• Study text

London seeming to match their so-called DNA is a great place for the two young collaborators and lovers. “What we found in London is this kind of freedom and this multiculturalism that is more present than in Paris, where everyone is more conservative, and not just the mentality but the styles as well. To be recognised as an emerging designer is really hard…like people don’t trust you… For instance here you can get people from the first collection.” Swann chimes in, “and everything takes a looong time in Paris. Plus it’s not as dynamic as here. In London you have CSM and the students are more free to show who they are, but in Paris it’s not your own, it’s more the teacher.” Steven intervenes confidently, “they don’t like extravagance, contrary to London. Most of the trends start in Paris, but the multiculturalism is here.” After breaking out in a fit of laughter, for reasons unknown, although frankly anyone would want to be apart of this inside joke, Swann says, “but we mix both cities. In Pairs they asked us ‘are you sure about the insertion from the Muslim or Middle Eastern culture?’ But in London people say, ‘ahh it’s maybe too simple’ or ‘I’m not sure of these fabrics because they’re very classic.’ So you can see the difference. We want to utiliser Londres et Paris, uhh in English, use London and Paris, the best parts, to have something cool.”

Still speaking of London, Swann turns to Steven, “People meet other people more easily – contrarily to Paris. You can’t party with everyone there, it’s different,” Slipping effortlessly into melodic French, Swann looks to Steven for a translation. “So it’s actually through our collection that we bring a lot of people to us, generally they will contact us saying ‘we like what you do,’ and that is good to hear,” Steven paraphrased. Adding to what Swann just said, Steven commences with “everyone wants to be a part of it and that’s our goal. We don’t have a choice now, we work with emerging people but that’s something we want to keep doing. For instance let’s say I’m online and I see a friend of a friend that is a photographer and I like his work, I would trust him, even if he’s a student, because we know how it is to start.”

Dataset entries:
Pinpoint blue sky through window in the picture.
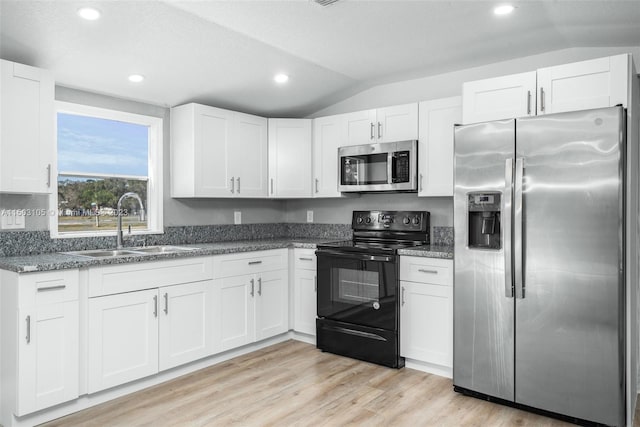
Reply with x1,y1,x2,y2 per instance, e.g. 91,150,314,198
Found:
58,113,149,176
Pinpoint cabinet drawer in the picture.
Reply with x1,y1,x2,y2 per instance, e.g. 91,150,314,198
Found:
293,249,317,270
19,269,80,307
89,257,213,297
400,256,453,285
213,249,288,279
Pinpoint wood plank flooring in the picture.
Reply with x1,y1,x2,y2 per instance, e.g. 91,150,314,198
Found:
44,341,571,427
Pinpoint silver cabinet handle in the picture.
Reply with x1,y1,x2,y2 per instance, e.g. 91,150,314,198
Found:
25,316,31,344
513,157,525,298
501,159,513,298
37,285,67,292
164,292,169,314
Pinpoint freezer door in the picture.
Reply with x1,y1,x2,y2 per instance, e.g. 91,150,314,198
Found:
514,107,625,425
453,120,515,400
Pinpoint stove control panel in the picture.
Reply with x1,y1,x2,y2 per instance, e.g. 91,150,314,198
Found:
351,211,429,233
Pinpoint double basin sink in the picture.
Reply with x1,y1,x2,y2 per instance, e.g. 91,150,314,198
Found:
65,245,198,258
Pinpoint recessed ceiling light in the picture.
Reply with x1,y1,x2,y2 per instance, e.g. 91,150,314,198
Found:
78,7,100,21
493,4,515,15
129,74,144,83
273,73,289,83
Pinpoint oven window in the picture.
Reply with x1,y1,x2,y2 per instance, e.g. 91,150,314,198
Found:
337,268,380,304
341,153,389,185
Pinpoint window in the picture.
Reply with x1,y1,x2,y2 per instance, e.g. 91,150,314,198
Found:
50,102,162,237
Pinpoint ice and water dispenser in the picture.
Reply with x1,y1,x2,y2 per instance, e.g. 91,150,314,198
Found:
467,192,502,249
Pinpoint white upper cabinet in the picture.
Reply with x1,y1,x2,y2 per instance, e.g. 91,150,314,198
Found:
462,54,630,123
171,104,267,197
537,55,629,114
341,103,418,146
269,119,312,198
462,71,536,123
313,114,346,197
0,60,55,194
418,96,462,197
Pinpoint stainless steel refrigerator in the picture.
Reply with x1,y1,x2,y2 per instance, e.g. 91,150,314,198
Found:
453,107,625,426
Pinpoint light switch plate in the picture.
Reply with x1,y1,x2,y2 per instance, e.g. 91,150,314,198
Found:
0,209,24,230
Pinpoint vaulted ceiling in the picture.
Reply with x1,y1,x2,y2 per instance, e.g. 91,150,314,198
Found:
0,0,640,117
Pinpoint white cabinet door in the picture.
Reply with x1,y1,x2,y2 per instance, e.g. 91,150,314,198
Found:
293,269,318,335
313,115,345,197
194,105,233,197
87,289,159,393
229,113,268,197
400,281,453,368
159,280,215,370
219,275,257,351
341,110,376,146
16,301,80,416
269,119,312,197
418,96,462,197
255,270,289,340
537,55,629,114
462,71,536,124
375,103,418,142
0,60,56,194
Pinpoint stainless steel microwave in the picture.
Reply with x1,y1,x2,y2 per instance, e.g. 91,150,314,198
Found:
338,140,418,193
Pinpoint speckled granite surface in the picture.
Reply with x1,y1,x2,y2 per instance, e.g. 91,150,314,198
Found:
398,245,453,259
0,238,332,273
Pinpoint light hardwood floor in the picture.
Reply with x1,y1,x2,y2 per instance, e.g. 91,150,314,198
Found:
45,341,571,427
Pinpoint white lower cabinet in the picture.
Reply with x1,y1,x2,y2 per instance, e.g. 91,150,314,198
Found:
87,289,158,393
293,249,318,336
214,249,289,351
0,270,80,425
400,256,453,377
159,280,219,371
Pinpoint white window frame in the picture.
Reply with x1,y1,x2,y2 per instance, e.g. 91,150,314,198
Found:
49,101,164,238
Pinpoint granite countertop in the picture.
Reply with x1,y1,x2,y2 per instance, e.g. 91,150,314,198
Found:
0,238,453,273
0,238,339,273
398,245,453,259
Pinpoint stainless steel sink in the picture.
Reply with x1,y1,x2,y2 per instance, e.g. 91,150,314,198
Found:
65,249,142,258
133,246,198,254
65,245,198,258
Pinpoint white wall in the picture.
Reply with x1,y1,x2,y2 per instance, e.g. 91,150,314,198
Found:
309,45,640,117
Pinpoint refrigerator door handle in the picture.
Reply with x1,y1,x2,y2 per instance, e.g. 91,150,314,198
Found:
502,159,513,298
513,157,524,298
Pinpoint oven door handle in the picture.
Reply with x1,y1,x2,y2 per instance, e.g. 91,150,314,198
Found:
316,249,395,262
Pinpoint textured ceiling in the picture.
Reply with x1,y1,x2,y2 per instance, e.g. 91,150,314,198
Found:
0,0,640,117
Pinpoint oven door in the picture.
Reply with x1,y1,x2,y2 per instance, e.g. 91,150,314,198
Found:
316,249,398,331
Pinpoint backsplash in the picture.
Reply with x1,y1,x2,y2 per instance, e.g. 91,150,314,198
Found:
0,223,351,256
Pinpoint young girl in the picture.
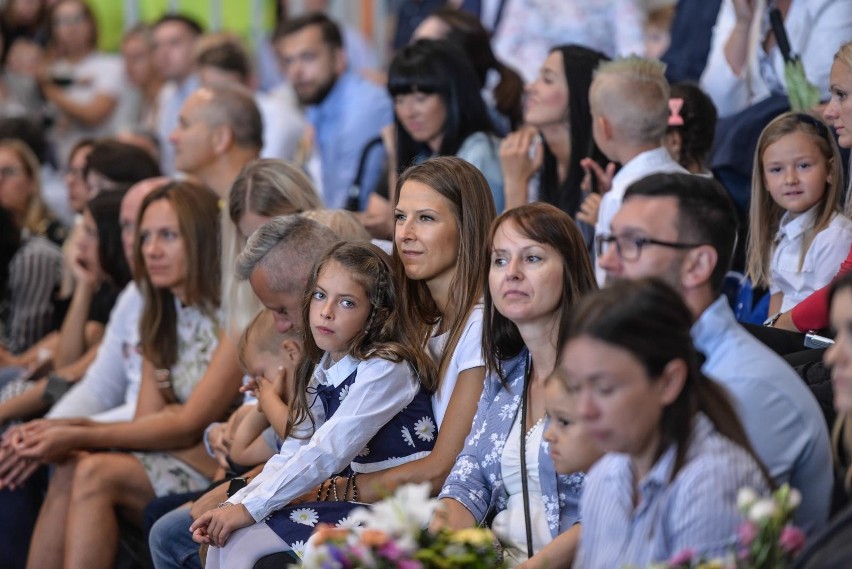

• Exercise prompt
Pick up the interview with Swann and Steven about London and Paris where it stops, and keep writing it. These items have nothing to do with the text.

• Task output
“We both share a common universe, but we also have our own inspirations. I’m inspired by markets and he’s a very clean-cut minimalist. Sometimes we clash,” says Steven answering the question of how they work together as a team. Swann adds, “sometimes. Plus we don’t need a collection to have arguments!” Both laugh, “It’s a very passionate relationship.”

Swann graciously proceeds, “It’s funny whenever we start out we are not agreeing, but at the end we always want the same things. I want something and he wants something, but those two things are the opposite. For example if I imagine a trouser at first I think very like…” Steven finishing Swann’s sentence says, “he thinks about the style and look, whereas I’m more down to earth as I was the fitting model. I could tell it’s not easy to have a pocket here. I kind of have a customers eye.” Swann interjects kindly paying tribute to Steven’s opinions, “yes, but that’s important.”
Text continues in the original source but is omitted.